#### [Task to complete]
Whenever the word "round" turns up in a line of the data below, copy that line.

#### [Record set]
^^^^
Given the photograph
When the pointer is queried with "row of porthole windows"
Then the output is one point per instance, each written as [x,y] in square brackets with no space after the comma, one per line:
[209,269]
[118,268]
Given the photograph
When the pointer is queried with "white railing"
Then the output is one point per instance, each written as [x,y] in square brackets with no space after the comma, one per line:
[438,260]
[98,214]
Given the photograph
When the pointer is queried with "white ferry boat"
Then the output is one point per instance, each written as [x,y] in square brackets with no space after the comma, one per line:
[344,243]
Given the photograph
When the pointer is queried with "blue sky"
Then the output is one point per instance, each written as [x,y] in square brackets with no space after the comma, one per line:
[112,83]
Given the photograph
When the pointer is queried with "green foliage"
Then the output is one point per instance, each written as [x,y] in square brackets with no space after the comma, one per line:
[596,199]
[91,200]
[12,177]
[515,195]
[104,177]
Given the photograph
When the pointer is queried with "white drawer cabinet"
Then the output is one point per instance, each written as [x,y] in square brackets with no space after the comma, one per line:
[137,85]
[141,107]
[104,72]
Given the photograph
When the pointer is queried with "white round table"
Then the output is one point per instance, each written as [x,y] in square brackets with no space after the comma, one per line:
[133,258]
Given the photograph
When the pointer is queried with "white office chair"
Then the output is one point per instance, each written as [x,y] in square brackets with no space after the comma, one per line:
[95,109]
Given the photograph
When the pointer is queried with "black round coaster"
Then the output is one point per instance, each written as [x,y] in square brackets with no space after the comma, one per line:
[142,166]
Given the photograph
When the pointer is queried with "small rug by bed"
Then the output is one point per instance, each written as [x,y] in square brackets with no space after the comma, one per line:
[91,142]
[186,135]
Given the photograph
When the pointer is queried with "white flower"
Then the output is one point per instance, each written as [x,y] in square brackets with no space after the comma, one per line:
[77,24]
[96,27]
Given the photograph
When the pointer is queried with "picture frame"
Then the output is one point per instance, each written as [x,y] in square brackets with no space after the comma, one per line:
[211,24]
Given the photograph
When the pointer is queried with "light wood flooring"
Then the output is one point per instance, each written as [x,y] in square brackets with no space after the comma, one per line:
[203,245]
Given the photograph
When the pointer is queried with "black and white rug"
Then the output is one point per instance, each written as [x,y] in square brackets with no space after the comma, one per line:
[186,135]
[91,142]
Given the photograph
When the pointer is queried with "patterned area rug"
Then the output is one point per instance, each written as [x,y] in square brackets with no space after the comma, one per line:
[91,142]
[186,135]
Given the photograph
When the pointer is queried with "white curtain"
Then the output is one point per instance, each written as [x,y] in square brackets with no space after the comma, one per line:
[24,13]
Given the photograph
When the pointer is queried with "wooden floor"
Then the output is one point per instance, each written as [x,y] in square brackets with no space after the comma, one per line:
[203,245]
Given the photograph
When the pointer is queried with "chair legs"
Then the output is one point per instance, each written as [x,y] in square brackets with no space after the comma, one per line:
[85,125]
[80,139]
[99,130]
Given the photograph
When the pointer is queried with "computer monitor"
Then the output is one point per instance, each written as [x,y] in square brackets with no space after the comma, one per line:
^^^^
#### [Solution to the exercise]
When the pointer is queried with "white round table"
When the pointer is queried with "black round coaster"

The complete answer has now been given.